• **EXERCISE DESCRIPTION**: How do the lines below between the ones holding "Spot the sunlit" and "Spot the branch", inclusive, read? Give them again exactly, with no other lines.

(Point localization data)
______________________________

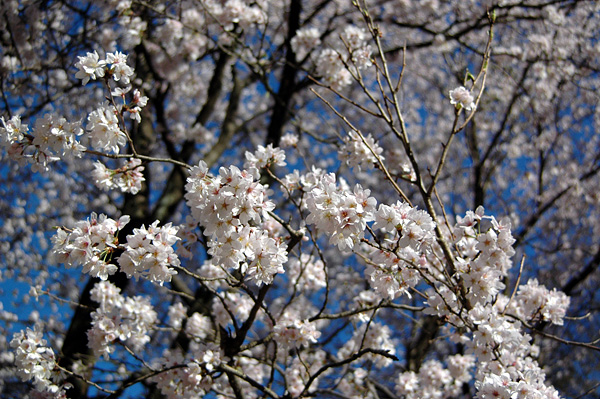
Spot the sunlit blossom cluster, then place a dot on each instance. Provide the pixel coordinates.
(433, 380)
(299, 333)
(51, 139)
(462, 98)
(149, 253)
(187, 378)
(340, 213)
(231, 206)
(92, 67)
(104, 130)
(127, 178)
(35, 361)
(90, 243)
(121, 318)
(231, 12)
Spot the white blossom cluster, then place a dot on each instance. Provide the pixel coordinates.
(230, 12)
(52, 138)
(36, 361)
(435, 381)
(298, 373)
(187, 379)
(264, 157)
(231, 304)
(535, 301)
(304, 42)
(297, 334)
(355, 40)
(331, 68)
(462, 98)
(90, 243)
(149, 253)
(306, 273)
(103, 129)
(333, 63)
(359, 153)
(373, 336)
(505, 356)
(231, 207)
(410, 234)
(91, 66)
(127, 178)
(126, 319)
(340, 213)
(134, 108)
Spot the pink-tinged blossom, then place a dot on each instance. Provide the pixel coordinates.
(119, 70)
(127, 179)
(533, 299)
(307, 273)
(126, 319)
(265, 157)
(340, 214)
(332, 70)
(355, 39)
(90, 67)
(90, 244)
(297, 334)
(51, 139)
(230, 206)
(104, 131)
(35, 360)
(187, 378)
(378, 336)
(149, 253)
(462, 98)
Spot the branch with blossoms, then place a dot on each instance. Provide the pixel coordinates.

______________________________

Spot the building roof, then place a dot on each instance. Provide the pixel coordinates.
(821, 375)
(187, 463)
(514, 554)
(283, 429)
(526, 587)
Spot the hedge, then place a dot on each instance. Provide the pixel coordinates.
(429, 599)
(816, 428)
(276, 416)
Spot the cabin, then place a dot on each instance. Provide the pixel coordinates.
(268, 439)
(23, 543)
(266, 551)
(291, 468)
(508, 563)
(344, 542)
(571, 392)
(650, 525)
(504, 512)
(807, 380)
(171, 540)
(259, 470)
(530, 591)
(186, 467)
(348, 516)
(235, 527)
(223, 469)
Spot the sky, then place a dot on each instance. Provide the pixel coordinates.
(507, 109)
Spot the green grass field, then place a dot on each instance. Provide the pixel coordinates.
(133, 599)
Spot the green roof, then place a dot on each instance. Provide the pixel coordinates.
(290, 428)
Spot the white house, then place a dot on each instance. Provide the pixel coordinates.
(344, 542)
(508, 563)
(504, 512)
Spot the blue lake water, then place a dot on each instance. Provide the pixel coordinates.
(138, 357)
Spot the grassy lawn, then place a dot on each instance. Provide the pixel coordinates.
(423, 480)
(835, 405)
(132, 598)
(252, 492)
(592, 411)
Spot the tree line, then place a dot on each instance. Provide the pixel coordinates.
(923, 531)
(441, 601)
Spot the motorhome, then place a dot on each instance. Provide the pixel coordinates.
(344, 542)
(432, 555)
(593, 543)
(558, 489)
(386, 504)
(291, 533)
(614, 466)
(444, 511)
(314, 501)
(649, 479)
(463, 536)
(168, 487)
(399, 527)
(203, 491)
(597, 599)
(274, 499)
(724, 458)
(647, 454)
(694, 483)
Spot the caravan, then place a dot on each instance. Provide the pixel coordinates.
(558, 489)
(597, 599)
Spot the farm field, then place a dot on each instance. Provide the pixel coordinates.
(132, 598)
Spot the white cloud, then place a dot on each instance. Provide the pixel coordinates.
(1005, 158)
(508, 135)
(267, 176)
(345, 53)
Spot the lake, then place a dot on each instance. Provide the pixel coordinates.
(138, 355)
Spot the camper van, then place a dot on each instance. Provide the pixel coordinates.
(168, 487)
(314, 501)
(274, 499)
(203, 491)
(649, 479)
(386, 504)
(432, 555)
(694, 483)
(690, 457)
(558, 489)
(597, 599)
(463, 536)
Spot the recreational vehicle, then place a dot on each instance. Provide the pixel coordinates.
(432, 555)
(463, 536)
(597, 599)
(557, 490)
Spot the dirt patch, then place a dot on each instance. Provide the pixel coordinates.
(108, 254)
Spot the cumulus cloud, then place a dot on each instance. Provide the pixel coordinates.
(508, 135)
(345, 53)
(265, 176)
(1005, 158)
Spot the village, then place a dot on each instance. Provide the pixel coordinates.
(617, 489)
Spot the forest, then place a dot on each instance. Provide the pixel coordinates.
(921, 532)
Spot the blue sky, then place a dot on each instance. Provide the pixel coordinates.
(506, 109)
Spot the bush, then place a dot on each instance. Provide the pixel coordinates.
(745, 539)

______________________________

• **ANSWER FOR THIS EXERCISE**:
Spot the sunlit blossom cluster, then place a dot on each instance. Provide the pixel coordinates.
(433, 380)
(299, 333)
(51, 139)
(462, 98)
(149, 253)
(187, 378)
(340, 213)
(231, 206)
(92, 67)
(104, 130)
(127, 178)
(35, 361)
(90, 243)
(121, 318)
(231, 12)
Spot the white blossom cluster, then place a dot on each instance. Provide the pixel coordinates.
(230, 12)
(52, 138)
(36, 361)
(435, 381)
(298, 373)
(187, 379)
(264, 157)
(231, 304)
(535, 301)
(304, 42)
(297, 334)
(355, 40)
(331, 68)
(462, 98)
(90, 243)
(149, 253)
(306, 273)
(103, 129)
(333, 63)
(359, 153)
(373, 336)
(505, 356)
(231, 207)
(410, 234)
(91, 66)
(127, 178)
(126, 319)
(340, 213)
(134, 108)
Spot the pink-tinged blossom, then place a dot on each instance. Provide the pixel coordinates.
(119, 70)
(127, 179)
(533, 299)
(307, 273)
(126, 319)
(265, 157)
(340, 214)
(332, 70)
(355, 39)
(90, 67)
(90, 244)
(297, 334)
(51, 139)
(230, 206)
(104, 131)
(35, 360)
(187, 378)
(378, 336)
(149, 253)
(462, 98)
Spot the branch with blossoms, then place a dot on each instance. Provide the pixel coordinates.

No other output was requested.